- Problem description
Make an exact copy of the records, omitting all images.

- Source records
=======

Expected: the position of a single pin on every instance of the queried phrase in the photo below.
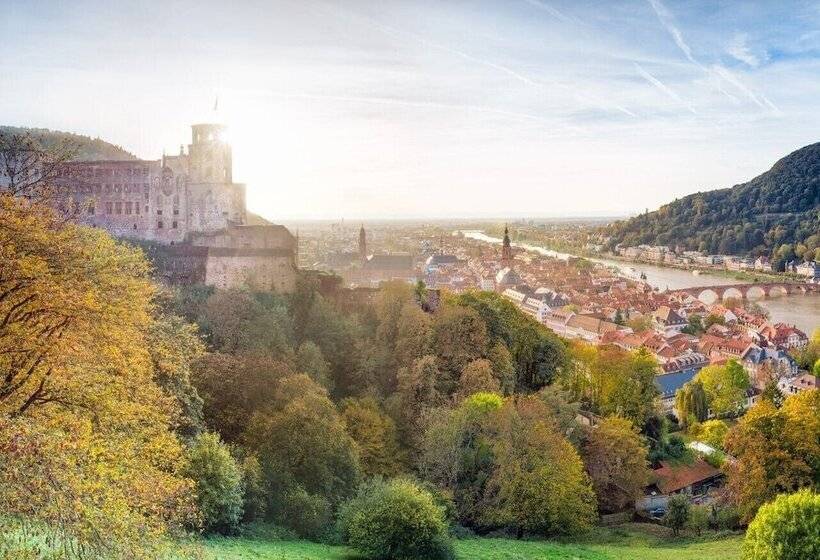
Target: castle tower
(210, 155)
(506, 248)
(215, 201)
(362, 244)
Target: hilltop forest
(83, 148)
(776, 214)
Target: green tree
(395, 520)
(457, 453)
(503, 367)
(538, 485)
(698, 518)
(309, 360)
(310, 463)
(690, 402)
(713, 432)
(785, 529)
(459, 336)
(417, 393)
(477, 377)
(677, 512)
(174, 346)
(615, 458)
(375, 435)
(218, 481)
(776, 451)
(725, 386)
(233, 388)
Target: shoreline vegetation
(632, 541)
(754, 277)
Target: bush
(218, 483)
(309, 515)
(698, 519)
(677, 513)
(725, 519)
(395, 520)
(785, 529)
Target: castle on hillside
(189, 210)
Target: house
(380, 268)
(783, 335)
(435, 262)
(810, 270)
(798, 385)
(763, 264)
(668, 320)
(759, 362)
(697, 479)
(507, 278)
(589, 328)
(668, 384)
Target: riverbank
(803, 311)
(628, 542)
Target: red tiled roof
(673, 478)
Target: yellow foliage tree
(85, 445)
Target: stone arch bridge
(750, 291)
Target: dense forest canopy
(779, 208)
(85, 148)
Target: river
(803, 311)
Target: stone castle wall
(189, 210)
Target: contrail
(667, 21)
(392, 31)
(663, 87)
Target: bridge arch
(732, 292)
(777, 291)
(708, 295)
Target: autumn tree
(691, 403)
(310, 360)
(310, 463)
(417, 393)
(412, 335)
(616, 460)
(85, 444)
(174, 346)
(785, 529)
(218, 481)
(539, 485)
(776, 451)
(477, 377)
(375, 435)
(458, 456)
(459, 336)
(725, 387)
(233, 388)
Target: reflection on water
(800, 310)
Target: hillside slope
(87, 148)
(779, 208)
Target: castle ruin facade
(188, 213)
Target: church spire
(362, 244)
(506, 248)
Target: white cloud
(740, 50)
(663, 87)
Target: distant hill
(87, 148)
(775, 214)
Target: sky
(430, 108)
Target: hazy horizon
(427, 110)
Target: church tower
(362, 244)
(506, 248)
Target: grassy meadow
(628, 542)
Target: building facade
(188, 207)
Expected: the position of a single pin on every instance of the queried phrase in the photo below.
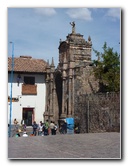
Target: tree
(107, 69)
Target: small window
(29, 80)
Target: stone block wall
(98, 112)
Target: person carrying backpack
(35, 126)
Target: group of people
(44, 128)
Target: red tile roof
(27, 64)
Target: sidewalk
(68, 146)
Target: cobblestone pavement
(68, 146)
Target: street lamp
(11, 88)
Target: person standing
(55, 129)
(46, 127)
(40, 128)
(35, 126)
(52, 127)
(15, 124)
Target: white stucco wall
(27, 101)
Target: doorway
(28, 116)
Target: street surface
(68, 146)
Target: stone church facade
(72, 77)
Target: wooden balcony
(28, 89)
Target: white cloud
(80, 13)
(45, 11)
(114, 13)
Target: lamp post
(11, 89)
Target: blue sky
(36, 31)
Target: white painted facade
(35, 102)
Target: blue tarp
(70, 121)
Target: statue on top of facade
(73, 26)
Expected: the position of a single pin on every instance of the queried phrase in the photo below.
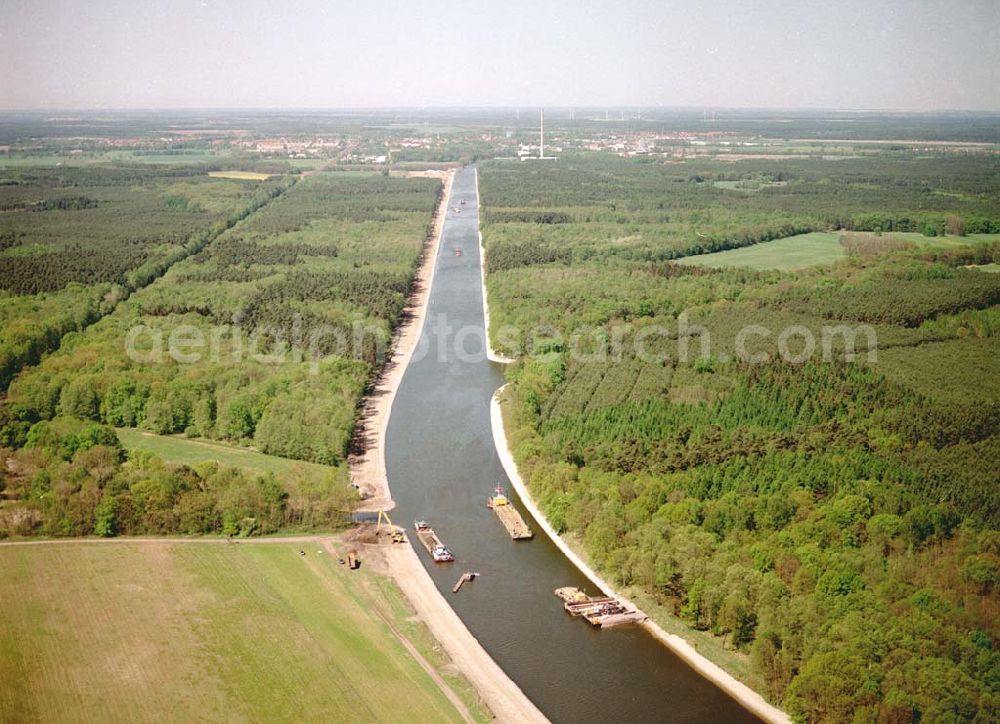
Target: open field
(240, 175)
(793, 252)
(207, 632)
(174, 449)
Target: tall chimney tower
(541, 137)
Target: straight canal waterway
(442, 465)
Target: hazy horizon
(883, 55)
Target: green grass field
(793, 252)
(806, 250)
(191, 452)
(249, 632)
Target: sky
(326, 54)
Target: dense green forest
(589, 236)
(834, 522)
(265, 336)
(76, 241)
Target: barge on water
(500, 504)
(599, 611)
(439, 552)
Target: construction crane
(397, 534)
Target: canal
(442, 465)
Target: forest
(79, 240)
(835, 523)
(329, 260)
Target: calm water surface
(442, 464)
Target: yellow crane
(397, 534)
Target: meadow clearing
(183, 451)
(211, 632)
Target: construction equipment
(397, 533)
(439, 552)
(500, 504)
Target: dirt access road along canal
(442, 465)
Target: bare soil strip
(503, 697)
(367, 464)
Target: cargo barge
(439, 552)
(500, 504)
(599, 611)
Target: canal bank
(711, 671)
(442, 464)
(504, 699)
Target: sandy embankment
(742, 693)
(368, 467)
(503, 697)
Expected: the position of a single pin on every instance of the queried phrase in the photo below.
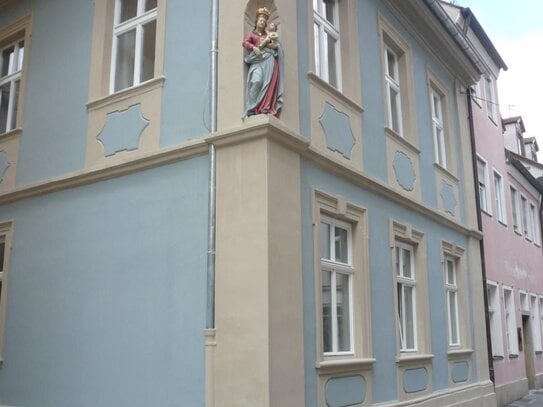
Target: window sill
(444, 171)
(459, 353)
(327, 88)
(402, 140)
(128, 93)
(12, 133)
(344, 365)
(413, 359)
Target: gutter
(210, 304)
(455, 32)
(481, 242)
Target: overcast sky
(516, 29)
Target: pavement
(533, 399)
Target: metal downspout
(210, 306)
(480, 227)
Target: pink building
(510, 206)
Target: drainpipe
(480, 227)
(210, 306)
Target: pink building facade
(510, 206)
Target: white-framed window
(327, 41)
(524, 215)
(342, 282)
(406, 285)
(495, 319)
(515, 208)
(11, 67)
(392, 90)
(483, 181)
(5, 245)
(499, 198)
(535, 320)
(438, 129)
(510, 321)
(490, 99)
(534, 225)
(476, 94)
(451, 292)
(134, 43)
(337, 286)
(540, 301)
(523, 299)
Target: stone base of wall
(475, 395)
(509, 392)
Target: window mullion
(9, 124)
(333, 306)
(138, 54)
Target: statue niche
(265, 62)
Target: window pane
(450, 273)
(150, 4)
(391, 64)
(128, 9)
(341, 245)
(409, 317)
(394, 111)
(329, 6)
(8, 55)
(148, 54)
(124, 75)
(325, 241)
(332, 68)
(4, 105)
(326, 311)
(20, 55)
(15, 102)
(2, 249)
(453, 317)
(343, 314)
(406, 263)
(317, 49)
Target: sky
(516, 30)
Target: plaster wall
(380, 212)
(106, 301)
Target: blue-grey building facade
(158, 249)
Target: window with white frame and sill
(13, 43)
(535, 321)
(510, 322)
(440, 146)
(453, 295)
(410, 291)
(495, 320)
(526, 224)
(342, 279)
(515, 209)
(499, 198)
(397, 82)
(327, 41)
(337, 286)
(11, 67)
(483, 181)
(534, 222)
(134, 43)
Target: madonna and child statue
(264, 57)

=======

- Answer to this problem
Expected: the position of a single pin on every instance of the queried phrase in the photo below.
Target: castle tower
(210, 155)
(506, 248)
(215, 201)
(362, 244)
Target: hilltop forest
(83, 148)
(776, 214)
Target: green tree
(395, 520)
(457, 453)
(503, 367)
(538, 485)
(698, 518)
(309, 360)
(310, 463)
(690, 402)
(713, 432)
(785, 529)
(459, 336)
(417, 393)
(477, 377)
(677, 512)
(174, 346)
(615, 458)
(375, 435)
(218, 481)
(776, 451)
(725, 386)
(233, 388)
Target: shoreline vegetation
(632, 541)
(754, 277)
Target: bush
(218, 483)
(309, 515)
(698, 519)
(677, 513)
(725, 519)
(395, 520)
(785, 529)
Target: castle on hillside
(189, 210)
Target: house
(380, 268)
(783, 335)
(435, 262)
(810, 270)
(798, 385)
(763, 264)
(668, 320)
(759, 362)
(697, 479)
(507, 278)
(589, 328)
(668, 384)
Target: riverbank
(803, 311)
(628, 542)
Target: red tiled roof
(673, 478)
Target: yellow foliage tree
(85, 445)
Target: stone arch bridge
(750, 291)
Target: dense forest canopy
(779, 208)
(85, 148)
Target: river
(803, 311)
Target: stone castle wall
(189, 210)
Target: contrail
(667, 21)
(392, 31)
(663, 87)
Target: bridge arch
(732, 292)
(777, 291)
(708, 295)
Target: autumn tree
(691, 403)
(310, 360)
(310, 463)
(417, 393)
(412, 335)
(616, 460)
(85, 444)
(174, 346)
(785, 529)
(218, 481)
(539, 485)
(776, 451)
(477, 377)
(375, 435)
(458, 456)
(459, 336)
(725, 387)
(233, 388)
Target: reflection on water
(800, 310)
Target: hillside slope
(87, 148)
(779, 208)
Target: castle ruin facade
(188, 213)
Target: church spire
(362, 244)
(506, 248)
Target: white cloud
(740, 50)
(663, 87)
Target: distant hill
(87, 148)
(775, 214)
Target: sky
(430, 108)
Target: hazy horizon
(427, 110)
Target: church tower
(362, 244)
(506, 248)
Target: grassy meadow
(628, 542)
Target: building facade
(188, 207)
Expected: the position of a single pin on every instance of the queried phrase in the photo below.
Target: tree
(107, 69)
Target: small window
(29, 80)
Target: stone block wall
(98, 112)
Target: person carrying backpack
(35, 126)
Target: group of people
(44, 128)
Target: red tile roof
(27, 64)
Target: sidewalk
(68, 146)
Target: cobblestone pavement
(68, 146)
Target: street lamp
(11, 88)
Target: person standing
(55, 129)
(46, 127)
(40, 128)
(35, 126)
(52, 127)
(15, 124)
Target: white stucco wall
(27, 101)
Target: doorway
(28, 116)
Target: street surface
(68, 146)
Target: stone church facade
(72, 77)
Target: wooden balcony
(28, 89)
Target: white cloud
(80, 13)
(45, 11)
(114, 13)
Target: lamp post
(11, 89)
Target: blue sky
(36, 31)
Target: white painted facade
(35, 102)
Target: blue tarp
(70, 121)
Target: statue on top of facade
(73, 26)
Expected: the position of a single pin on every instance of the queried phrase in the photo below.
Target: open field
(240, 175)
(793, 252)
(207, 632)
(174, 449)
Target: tall chimney tower
(541, 137)
Target: straight canal waterway
(442, 465)
Target: hazy horizon
(883, 55)
Target: green grass field
(793, 252)
(806, 250)
(191, 452)
(249, 632)
Target: sky
(326, 54)
Target: dense green forest
(589, 236)
(834, 522)
(265, 336)
(76, 241)
Target: barge on water
(500, 504)
(599, 611)
(439, 552)
Target: construction crane
(397, 534)
Target: canal
(442, 465)
Target: forest
(79, 240)
(835, 523)
(329, 260)
Target: calm water surface
(442, 464)
Target: yellow crane
(397, 534)
Target: meadow clearing
(183, 451)
(211, 632)
Target: construction equipment
(397, 533)
(439, 552)
(500, 504)
Target: dirt access road along canal
(442, 465)
Target: bare soil strip
(503, 697)
(367, 464)
Target: cargo barge
(439, 552)
(500, 504)
(599, 611)
Target: canal bank
(711, 671)
(442, 464)
(504, 699)
Target: sandy embankment
(742, 693)
(368, 467)
(503, 697)
Expected: the position of a single pin on every instance of the queried phrase in the photo below.
Target: window sill
(444, 171)
(459, 353)
(327, 88)
(402, 140)
(128, 93)
(12, 133)
(344, 365)
(413, 359)
Target: gutter
(210, 304)
(455, 32)
(481, 242)
Target: overcast sky
(516, 29)
Target: pavement
(533, 399)
Target: metal downspout
(210, 306)
(480, 227)
Target: pink building
(510, 206)
Target: drainpipe
(480, 227)
(210, 306)
Target: pink building facade
(510, 206)
Target: white-framed window
(327, 41)
(524, 215)
(342, 282)
(406, 285)
(495, 319)
(515, 208)
(11, 67)
(392, 90)
(483, 181)
(5, 245)
(499, 198)
(535, 320)
(438, 129)
(510, 321)
(490, 99)
(534, 225)
(476, 94)
(451, 292)
(134, 43)
(337, 286)
(540, 301)
(523, 299)
Target: stone base of wall
(475, 395)
(509, 392)
Target: window mullion
(9, 124)
(333, 306)
(138, 54)
Target: statue niche
(265, 62)
Target: window pane
(450, 273)
(150, 4)
(391, 64)
(128, 9)
(341, 245)
(409, 317)
(394, 111)
(329, 6)
(8, 55)
(148, 54)
(124, 75)
(325, 241)
(332, 68)
(4, 105)
(326, 311)
(20, 55)
(15, 102)
(2, 249)
(453, 317)
(343, 314)
(406, 263)
(317, 49)
Target: sky
(516, 30)
Target: plaster wall
(380, 212)
(106, 301)
Target: blue-grey building facade
(158, 249)
Target: window with white frame and sill
(13, 43)
(535, 321)
(510, 322)
(440, 146)
(453, 295)
(410, 291)
(495, 320)
(526, 224)
(342, 279)
(515, 209)
(499, 198)
(397, 82)
(327, 41)
(337, 286)
(11, 67)
(483, 181)
(534, 222)
(134, 43)
Target: madonna and child statue
(264, 57)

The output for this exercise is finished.